### [WORK TO DO]
Reproduce the data below verbatim from the line containing "target | damaged concrete wall" through its final line, and produce nothing more.

▶

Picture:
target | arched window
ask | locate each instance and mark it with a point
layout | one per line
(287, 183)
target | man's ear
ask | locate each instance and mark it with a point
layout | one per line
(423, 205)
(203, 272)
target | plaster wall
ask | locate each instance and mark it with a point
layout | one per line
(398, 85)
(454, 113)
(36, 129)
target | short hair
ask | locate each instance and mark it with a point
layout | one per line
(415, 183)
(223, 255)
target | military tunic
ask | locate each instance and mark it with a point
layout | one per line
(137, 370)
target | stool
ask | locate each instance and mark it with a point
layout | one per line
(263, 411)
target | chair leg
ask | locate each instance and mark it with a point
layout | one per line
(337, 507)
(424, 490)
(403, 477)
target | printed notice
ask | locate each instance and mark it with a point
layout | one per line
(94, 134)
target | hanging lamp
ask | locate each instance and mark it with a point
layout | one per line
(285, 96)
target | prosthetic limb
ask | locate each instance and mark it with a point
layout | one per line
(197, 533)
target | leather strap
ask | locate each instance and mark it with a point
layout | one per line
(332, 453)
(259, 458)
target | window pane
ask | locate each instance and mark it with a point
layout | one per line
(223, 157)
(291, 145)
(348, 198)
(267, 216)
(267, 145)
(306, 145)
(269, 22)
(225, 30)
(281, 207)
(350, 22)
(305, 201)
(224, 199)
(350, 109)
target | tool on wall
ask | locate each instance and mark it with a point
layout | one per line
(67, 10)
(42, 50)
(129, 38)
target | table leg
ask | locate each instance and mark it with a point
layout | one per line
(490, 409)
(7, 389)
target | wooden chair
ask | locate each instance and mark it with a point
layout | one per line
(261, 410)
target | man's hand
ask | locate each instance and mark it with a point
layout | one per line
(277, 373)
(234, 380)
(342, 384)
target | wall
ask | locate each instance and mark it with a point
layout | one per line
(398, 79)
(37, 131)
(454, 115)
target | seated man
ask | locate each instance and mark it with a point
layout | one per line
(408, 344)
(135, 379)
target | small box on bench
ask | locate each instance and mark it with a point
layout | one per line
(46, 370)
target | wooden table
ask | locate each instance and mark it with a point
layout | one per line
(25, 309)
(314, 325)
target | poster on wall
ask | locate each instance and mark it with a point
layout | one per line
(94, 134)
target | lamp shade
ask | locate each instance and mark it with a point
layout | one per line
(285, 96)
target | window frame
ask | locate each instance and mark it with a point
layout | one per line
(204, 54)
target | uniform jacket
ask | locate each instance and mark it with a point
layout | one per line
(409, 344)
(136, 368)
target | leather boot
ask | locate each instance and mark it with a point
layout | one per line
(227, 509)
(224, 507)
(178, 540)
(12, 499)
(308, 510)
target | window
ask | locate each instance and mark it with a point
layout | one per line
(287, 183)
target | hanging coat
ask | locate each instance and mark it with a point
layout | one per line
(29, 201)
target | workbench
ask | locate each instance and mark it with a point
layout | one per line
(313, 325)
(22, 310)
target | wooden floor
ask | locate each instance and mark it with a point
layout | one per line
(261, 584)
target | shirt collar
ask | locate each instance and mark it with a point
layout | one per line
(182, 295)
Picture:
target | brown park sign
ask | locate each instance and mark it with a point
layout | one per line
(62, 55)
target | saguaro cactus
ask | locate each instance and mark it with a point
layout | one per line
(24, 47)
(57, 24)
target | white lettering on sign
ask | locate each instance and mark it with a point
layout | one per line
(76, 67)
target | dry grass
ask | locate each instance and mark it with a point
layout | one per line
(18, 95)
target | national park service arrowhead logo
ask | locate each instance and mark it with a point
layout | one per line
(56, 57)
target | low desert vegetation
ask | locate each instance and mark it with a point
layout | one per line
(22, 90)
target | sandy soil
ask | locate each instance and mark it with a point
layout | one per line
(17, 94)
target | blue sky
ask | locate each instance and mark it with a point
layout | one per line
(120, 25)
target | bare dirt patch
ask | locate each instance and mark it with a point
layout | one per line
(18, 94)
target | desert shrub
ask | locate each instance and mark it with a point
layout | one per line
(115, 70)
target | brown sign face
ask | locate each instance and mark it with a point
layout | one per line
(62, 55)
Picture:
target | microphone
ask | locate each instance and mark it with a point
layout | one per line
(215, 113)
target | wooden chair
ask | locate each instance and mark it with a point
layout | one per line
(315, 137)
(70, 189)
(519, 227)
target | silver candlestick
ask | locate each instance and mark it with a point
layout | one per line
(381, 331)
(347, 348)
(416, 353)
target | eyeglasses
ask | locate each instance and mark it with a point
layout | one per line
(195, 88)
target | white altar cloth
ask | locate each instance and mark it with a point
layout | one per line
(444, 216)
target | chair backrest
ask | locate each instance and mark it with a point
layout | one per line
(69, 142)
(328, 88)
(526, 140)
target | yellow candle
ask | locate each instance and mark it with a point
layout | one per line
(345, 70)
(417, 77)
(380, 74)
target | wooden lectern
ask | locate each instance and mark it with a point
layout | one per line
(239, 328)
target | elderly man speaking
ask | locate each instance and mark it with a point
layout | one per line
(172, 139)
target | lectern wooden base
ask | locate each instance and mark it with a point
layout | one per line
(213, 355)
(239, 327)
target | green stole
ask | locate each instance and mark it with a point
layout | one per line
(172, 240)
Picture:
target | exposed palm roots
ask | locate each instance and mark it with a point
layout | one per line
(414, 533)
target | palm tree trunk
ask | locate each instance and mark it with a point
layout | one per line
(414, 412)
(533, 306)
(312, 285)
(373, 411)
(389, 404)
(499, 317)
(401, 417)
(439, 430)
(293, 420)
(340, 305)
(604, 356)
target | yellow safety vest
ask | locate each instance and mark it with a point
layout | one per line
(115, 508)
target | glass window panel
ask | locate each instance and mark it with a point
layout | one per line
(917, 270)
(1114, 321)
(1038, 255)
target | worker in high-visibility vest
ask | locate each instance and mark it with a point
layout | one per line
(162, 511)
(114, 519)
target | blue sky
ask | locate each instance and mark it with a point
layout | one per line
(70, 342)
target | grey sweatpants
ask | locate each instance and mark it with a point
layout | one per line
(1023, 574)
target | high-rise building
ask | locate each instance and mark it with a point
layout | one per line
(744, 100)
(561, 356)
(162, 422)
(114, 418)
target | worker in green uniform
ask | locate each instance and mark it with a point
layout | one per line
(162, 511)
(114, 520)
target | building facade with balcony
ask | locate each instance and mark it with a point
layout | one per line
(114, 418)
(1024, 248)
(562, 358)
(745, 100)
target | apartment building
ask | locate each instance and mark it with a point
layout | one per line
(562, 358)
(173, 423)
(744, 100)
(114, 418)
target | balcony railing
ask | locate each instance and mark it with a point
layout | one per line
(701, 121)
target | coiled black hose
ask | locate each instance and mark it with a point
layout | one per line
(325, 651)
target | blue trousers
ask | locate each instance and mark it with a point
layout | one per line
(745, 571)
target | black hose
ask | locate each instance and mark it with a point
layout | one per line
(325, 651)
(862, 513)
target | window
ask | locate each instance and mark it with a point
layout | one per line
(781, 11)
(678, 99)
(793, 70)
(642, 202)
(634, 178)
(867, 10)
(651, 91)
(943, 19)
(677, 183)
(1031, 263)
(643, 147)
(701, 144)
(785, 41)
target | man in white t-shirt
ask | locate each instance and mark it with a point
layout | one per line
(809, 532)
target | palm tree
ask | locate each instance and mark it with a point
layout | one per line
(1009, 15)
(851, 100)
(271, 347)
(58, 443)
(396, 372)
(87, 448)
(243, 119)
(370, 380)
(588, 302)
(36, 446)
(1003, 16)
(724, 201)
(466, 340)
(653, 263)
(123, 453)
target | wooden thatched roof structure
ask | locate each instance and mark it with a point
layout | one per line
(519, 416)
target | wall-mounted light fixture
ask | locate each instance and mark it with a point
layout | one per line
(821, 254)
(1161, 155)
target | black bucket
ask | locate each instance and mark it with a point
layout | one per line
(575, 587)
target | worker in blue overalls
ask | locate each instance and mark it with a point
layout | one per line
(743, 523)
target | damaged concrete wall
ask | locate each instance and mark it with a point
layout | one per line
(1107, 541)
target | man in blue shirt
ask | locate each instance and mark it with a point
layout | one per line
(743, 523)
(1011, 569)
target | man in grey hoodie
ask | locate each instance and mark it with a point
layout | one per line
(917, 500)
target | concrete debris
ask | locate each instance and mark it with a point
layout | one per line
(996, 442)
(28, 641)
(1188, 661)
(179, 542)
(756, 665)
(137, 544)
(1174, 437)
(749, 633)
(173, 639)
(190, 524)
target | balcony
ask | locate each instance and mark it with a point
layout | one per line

◀

### [WRITTEN ANSWER]
target | damaged concrete wall
ask | locate each instance and mark it with a point
layout | one per line
(1107, 541)
target | man in blue shirt
ask | locate each instance and mark it with a point
layout | one per line
(743, 523)
(1011, 569)
target | man in grey hoodie
ask | locate each instance and mark it with a point
layout | one per line
(917, 500)
target | concrete debris
ask | locate each instance and mark it with a point
layout | one per line
(996, 442)
(28, 641)
(1188, 661)
(179, 542)
(756, 665)
(137, 544)
(1174, 437)
(749, 633)
(173, 639)
(190, 524)
target | balcony
ask | locate each instance and mark it with a point
layout | one per line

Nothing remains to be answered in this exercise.